*** Study text Section Begins ***

Research in my lab has recently become involved in tissue morphogenesis, from the molecular/cellular to the physiological level, confronting questions concerning the positioning of organs in the body as well as how they attain their characteristic shapes.
By using Drosophila, the fruit fly, we are able to use a combination of molecular, genetic, cellular, microscopical/live-imaging and physiological techniques to analyse the development of a simple tubular epithelium, the renal or Malpighian tubules. Our overall aim has been to understand how an epithelial tissue develops during embryogenesis. More recently our focus has been on the post-mitotic morphogenetic movements that achieve tubule elongation, stereotypic positioning relative to other organs in the body cavity and the 3-dimensional looped shape that is characteristic of excretory tubules in a wide variety of organisms including man. By tracking living cells we have established that these morphogenetic movements result from the circumferential convergence of neighbouring cells to produce tubule narrowing and extension. This depends on the establishment of the proximo-distal axis of polarity in the tissue through graded EGF signalling from the distally-placed tubule tip cell lineage, which acts as a localised source. The establishment of tissue polarity results in cell movements that rely on highly dynamic and asymmetric activity of the actin-myosin cytoskeleton.
We have uncovered interactions between specific subsets of tubule cells and other organs, which regulate tubule positioning and their final looped structure. Firstly haemocytes lay down ECM components, sensitising a subset of tubule cells to TGFb signals from other tissues, which act as guidepost cues as the tubules extend through the body. In a second study we have shown that serial interactions between tubule tip cells and alary muscles oppose these guided movements to establish tubule position within the body and to preserve the characteristic tubule looping. Physiological analysis reveals the functional importance of tubule elongation, looping and positioning in the body cavity.

*** Study text Section Ends ***
*** Provided records Section Begins ***

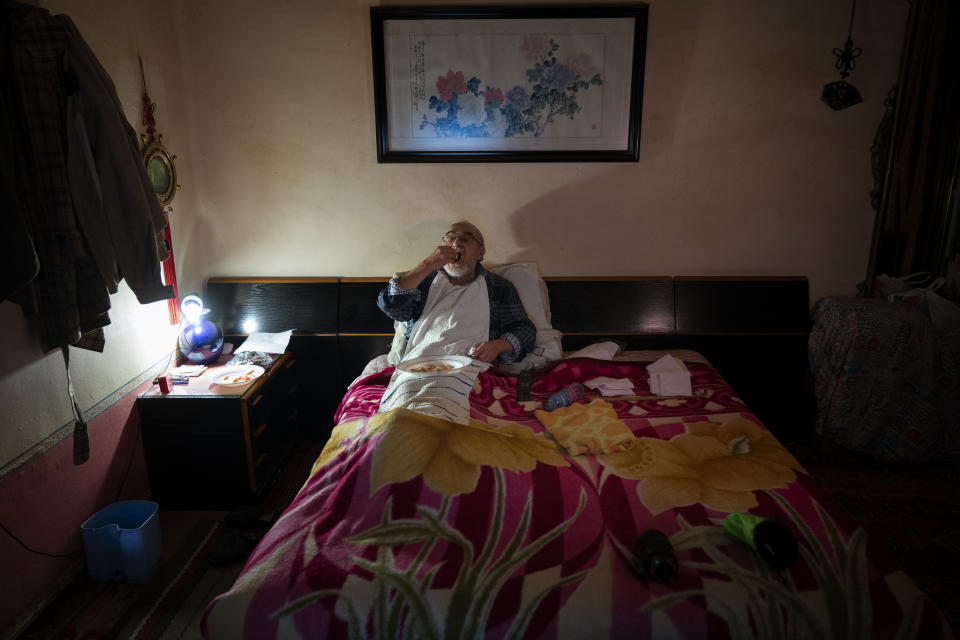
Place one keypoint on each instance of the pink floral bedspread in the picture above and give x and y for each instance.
(414, 527)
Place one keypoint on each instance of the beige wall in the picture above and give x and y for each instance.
(269, 109)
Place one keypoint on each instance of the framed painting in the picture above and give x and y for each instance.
(508, 84)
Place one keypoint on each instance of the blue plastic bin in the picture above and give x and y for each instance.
(122, 542)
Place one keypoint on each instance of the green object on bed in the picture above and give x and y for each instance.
(770, 538)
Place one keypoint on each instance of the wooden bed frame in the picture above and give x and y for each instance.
(754, 330)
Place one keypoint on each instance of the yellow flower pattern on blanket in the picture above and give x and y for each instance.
(450, 455)
(587, 428)
(719, 466)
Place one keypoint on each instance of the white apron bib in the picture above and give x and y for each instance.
(454, 318)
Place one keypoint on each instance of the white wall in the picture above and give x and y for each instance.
(269, 109)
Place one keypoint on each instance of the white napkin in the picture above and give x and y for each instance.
(669, 377)
(611, 386)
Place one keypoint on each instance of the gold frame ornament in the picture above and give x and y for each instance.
(161, 170)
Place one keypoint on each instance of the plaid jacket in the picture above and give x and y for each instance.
(508, 319)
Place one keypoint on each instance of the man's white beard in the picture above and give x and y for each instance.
(459, 270)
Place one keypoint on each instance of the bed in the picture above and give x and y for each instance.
(412, 526)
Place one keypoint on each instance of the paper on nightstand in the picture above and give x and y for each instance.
(669, 377)
(266, 342)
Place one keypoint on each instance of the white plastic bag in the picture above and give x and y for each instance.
(944, 314)
(884, 285)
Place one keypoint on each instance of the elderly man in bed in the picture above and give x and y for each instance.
(452, 305)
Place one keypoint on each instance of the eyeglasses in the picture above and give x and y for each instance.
(464, 237)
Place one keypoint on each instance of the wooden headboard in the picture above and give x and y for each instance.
(754, 330)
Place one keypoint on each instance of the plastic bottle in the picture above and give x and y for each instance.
(568, 395)
(655, 558)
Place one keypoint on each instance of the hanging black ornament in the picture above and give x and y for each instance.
(841, 94)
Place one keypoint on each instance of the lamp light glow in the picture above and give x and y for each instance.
(200, 340)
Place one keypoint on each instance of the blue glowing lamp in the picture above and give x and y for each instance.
(200, 341)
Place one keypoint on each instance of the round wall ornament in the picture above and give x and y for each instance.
(161, 170)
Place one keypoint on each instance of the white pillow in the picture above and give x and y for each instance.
(599, 351)
(525, 276)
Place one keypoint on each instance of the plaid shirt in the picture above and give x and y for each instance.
(508, 319)
(55, 83)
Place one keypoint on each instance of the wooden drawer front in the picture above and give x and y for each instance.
(272, 422)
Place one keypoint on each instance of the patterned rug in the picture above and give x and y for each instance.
(171, 604)
(913, 508)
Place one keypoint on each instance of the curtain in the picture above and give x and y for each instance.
(918, 144)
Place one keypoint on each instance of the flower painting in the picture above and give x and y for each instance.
(473, 109)
(534, 84)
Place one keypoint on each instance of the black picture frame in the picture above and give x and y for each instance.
(466, 120)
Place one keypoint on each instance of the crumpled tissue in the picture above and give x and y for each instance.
(669, 377)
(611, 386)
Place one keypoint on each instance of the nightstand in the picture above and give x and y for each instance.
(214, 447)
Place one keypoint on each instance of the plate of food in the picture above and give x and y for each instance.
(238, 376)
(434, 364)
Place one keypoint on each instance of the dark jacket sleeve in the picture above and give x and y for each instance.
(403, 307)
(509, 316)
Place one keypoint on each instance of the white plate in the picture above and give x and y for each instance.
(238, 376)
(451, 362)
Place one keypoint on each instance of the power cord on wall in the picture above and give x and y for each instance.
(32, 550)
(123, 482)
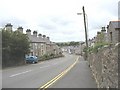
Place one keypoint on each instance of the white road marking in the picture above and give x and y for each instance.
(20, 73)
(45, 66)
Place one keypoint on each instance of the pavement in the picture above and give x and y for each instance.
(80, 76)
(36, 75)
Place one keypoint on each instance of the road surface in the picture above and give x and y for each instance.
(37, 75)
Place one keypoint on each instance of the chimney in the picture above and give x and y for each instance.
(8, 27)
(28, 32)
(103, 30)
(44, 37)
(48, 38)
(98, 33)
(107, 27)
(35, 33)
(40, 35)
(20, 29)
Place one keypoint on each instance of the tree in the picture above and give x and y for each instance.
(14, 47)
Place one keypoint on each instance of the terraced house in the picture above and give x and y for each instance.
(39, 44)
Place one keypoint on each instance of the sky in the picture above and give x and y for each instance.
(58, 19)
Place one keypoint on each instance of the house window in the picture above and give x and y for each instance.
(111, 37)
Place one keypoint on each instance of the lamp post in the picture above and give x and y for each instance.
(85, 26)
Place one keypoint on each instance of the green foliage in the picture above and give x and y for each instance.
(96, 47)
(14, 46)
(72, 43)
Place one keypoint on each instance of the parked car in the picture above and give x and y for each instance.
(31, 59)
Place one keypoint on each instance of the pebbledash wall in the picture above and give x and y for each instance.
(104, 66)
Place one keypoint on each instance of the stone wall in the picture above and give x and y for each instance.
(104, 66)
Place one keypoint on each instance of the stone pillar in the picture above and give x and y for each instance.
(103, 30)
(40, 35)
(20, 29)
(48, 38)
(8, 27)
(28, 32)
(35, 33)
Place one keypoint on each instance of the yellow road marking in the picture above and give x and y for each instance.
(57, 77)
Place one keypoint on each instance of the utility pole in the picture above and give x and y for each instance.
(86, 36)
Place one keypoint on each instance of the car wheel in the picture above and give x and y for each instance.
(33, 62)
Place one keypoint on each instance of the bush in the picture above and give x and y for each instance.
(96, 47)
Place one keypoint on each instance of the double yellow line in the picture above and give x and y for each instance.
(45, 86)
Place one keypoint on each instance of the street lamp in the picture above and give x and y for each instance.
(86, 27)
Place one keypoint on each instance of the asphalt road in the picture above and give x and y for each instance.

*** Provided records Section Ends ***

## To do
(a) Print, word for word, the stretch of the Malpighian tubule research text that starts at "We have uncovered" and ends at "the body cavity.".
(b) Using the Malpighian tubule research text, answer each question briefly:
(i) Which organism does the lab use for its studies?
(ii) From which cell lineage does the graded EGF signalling originate?
(iii) What do haemocytes lay down?
(c) Pick up the Malpighian tubule research text after its last sentence and carry it on.
The records are separate material from the Malpighian tubule research text.

## Exercise answers
(a)
We have uncovered interactions between specific subsets of tubule cells and other organs, which regulate tubule positioning and their final looped structure. Firstly haemocytes lay down ECM components, sensitising a subset of tubule cells to TGFb signals from other tissues, which act as guidepost cues as the tubules extend through the body. In a second study we have shown that serial interactions between tubule tip cells and alary muscles oppose these guided movements to establish tubule position within the body and to preserve the characteristic tubule looping. Physiological analysis reveals the functional importance of tubule elongation, looping and positioning in the body cavity.

(b)
(i) Drosophila, the fruit fly.
(ii) The distally-placed tubule tip cell lineage.
(iii) ECM components.

(c)
An additional area of interest is in the differentiation of specific excretory cell types both in the developing tubules and around the heart and gut, the nephrocytes . An ongoing project is to unravel the pathways required for the normal specification and differentiation of tubule tip cells. More recently we have also focused on the pathways that regulate the specification and differentiation of the two secretory cell types that together orchestrate the regulated secretion of primary urine, the Principal and Stellate cells. In both projects we have found that it is the interaction of activating and inhibitory signalling pathways that lead to the reliable and patterned differentiation of the specialised cell types that ultimately produce a physiologically responsive tissue.
The nephrocytes filter, endoctyose, metabolise and sequester haemolymph constituents. We have shown that the filtration diaphragm of nephrocytes bears striking morphological, genetic, protein and functional similarities to the slit diaphragm of mammalian podocytes. In ongoing projects we are analysing the development of these structures and the role of specific genes, that are conserved between flies and mammals, in diaphragm stabilisation and in the endocytic pathways that are active in nephrocytes.